- **STATED PROBLEM**:
Locate every line of the records that contains the word "window" and copy each such line.
══════════════════════════════
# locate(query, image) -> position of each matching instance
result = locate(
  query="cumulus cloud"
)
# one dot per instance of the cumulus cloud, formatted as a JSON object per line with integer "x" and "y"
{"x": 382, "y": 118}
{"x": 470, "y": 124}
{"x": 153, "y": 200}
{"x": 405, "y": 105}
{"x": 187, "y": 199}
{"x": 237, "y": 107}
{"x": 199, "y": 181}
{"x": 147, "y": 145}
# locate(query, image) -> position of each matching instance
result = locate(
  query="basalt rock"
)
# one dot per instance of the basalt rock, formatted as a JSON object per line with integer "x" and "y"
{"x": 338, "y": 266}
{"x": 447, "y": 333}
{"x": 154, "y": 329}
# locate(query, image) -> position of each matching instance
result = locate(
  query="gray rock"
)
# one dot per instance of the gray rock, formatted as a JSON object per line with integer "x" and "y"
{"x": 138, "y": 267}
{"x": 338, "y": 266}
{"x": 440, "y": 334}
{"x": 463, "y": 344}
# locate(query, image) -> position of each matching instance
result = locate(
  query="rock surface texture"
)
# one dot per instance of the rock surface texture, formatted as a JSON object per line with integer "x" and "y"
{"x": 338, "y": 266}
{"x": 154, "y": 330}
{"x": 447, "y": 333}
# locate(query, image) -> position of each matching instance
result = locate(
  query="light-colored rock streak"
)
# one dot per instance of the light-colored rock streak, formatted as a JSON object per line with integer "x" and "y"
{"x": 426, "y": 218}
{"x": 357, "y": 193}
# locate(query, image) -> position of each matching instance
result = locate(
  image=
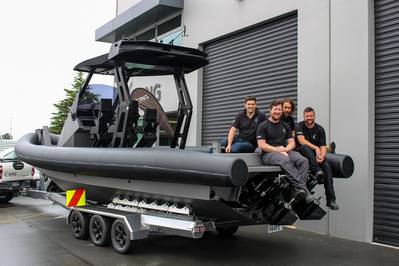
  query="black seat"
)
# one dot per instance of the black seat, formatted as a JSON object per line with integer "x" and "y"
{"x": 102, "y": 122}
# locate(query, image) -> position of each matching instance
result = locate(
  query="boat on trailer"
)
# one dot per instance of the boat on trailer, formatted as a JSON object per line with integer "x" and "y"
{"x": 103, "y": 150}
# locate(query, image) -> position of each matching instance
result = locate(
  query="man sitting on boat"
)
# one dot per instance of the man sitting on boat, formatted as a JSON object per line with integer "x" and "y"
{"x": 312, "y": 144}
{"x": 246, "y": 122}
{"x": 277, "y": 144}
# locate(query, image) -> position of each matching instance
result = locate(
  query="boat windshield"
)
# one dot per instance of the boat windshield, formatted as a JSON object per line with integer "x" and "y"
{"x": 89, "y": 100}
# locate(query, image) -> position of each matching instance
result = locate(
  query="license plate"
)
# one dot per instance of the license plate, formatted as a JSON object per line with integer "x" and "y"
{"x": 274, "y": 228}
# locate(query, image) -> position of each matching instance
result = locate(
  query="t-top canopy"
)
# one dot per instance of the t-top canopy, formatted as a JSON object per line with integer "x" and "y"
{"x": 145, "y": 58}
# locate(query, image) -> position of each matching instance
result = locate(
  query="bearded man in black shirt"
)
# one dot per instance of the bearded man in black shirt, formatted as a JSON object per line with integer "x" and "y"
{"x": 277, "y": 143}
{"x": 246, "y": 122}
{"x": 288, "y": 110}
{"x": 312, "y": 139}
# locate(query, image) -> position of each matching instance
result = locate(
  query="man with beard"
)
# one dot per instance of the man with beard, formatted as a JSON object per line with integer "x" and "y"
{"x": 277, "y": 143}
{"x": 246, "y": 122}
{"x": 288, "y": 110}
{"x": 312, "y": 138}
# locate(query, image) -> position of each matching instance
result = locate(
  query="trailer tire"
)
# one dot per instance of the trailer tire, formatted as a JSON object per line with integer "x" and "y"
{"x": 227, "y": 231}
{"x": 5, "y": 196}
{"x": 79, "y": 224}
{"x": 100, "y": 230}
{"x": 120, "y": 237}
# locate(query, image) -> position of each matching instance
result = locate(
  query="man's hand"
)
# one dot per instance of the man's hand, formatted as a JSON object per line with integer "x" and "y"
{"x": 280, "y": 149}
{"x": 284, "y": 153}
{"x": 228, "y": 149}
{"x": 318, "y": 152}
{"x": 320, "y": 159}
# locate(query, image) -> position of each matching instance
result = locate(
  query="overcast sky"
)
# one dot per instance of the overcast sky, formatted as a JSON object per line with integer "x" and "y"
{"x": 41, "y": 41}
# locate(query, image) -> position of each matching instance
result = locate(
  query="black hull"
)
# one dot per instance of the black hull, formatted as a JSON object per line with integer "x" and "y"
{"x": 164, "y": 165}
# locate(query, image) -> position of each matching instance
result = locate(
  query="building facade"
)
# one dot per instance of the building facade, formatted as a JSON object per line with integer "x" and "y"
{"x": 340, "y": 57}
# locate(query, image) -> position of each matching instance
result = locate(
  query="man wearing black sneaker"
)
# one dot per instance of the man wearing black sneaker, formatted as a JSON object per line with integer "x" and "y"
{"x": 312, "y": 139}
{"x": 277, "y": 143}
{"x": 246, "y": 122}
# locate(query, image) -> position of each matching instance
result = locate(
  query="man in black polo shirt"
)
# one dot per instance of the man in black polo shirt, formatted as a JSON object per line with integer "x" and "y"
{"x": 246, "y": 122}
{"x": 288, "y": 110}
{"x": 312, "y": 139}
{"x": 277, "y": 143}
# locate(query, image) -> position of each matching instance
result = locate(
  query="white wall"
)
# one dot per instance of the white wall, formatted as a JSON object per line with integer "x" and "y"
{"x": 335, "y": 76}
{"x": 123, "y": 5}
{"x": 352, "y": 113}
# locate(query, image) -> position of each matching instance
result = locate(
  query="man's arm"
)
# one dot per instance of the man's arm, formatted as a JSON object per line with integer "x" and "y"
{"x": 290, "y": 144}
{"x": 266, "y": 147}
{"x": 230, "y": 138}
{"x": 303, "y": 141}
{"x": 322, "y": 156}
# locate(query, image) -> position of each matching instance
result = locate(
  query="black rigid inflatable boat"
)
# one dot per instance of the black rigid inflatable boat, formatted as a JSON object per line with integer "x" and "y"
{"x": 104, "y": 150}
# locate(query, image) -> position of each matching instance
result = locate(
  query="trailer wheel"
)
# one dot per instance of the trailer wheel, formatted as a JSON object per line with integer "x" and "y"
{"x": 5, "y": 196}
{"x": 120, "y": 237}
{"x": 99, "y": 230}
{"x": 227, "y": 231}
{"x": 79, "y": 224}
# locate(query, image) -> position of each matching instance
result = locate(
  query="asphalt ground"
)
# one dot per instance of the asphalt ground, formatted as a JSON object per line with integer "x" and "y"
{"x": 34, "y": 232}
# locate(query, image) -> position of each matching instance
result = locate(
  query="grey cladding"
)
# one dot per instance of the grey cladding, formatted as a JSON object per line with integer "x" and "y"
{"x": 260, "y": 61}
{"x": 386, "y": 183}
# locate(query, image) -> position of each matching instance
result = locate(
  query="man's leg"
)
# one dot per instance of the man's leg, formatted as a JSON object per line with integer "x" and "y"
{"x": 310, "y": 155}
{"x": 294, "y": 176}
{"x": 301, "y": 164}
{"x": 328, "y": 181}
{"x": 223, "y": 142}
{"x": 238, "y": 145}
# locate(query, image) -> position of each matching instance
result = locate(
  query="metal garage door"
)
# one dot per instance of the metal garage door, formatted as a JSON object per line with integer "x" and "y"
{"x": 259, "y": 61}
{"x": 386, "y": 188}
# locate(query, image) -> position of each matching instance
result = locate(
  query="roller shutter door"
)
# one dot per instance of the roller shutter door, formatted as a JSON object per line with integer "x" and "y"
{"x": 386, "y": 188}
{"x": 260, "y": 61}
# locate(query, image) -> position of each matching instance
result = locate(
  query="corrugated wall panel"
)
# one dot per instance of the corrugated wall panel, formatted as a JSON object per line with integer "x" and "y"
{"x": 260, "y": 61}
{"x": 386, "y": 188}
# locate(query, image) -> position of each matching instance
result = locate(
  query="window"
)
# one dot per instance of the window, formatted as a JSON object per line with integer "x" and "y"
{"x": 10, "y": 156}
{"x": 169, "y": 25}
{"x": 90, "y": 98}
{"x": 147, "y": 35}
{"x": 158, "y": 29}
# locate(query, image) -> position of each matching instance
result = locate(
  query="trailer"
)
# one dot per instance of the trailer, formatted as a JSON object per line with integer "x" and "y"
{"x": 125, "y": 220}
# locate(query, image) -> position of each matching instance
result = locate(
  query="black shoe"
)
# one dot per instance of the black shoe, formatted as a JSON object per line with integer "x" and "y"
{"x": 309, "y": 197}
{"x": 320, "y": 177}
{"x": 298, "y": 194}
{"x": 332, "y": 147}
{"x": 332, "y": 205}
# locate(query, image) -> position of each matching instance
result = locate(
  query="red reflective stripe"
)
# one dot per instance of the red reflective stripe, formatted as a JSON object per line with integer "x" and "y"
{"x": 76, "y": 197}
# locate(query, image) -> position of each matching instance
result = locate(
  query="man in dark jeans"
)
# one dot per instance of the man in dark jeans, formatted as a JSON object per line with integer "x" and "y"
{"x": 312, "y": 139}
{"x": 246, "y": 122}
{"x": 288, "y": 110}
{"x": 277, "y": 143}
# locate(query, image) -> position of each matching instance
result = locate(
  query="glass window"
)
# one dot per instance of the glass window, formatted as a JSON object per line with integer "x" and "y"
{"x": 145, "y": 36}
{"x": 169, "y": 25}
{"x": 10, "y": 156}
══════════════════════════════
- **COMPLETE RESPONSE**:
  query="window"
# one dot per instance of the window, formatted as a JSON object per line with integer "x" and "y"
  query="glass window"
# one dot per instance of the glass window, formatted as a JSON object per line with integer "x" and "y"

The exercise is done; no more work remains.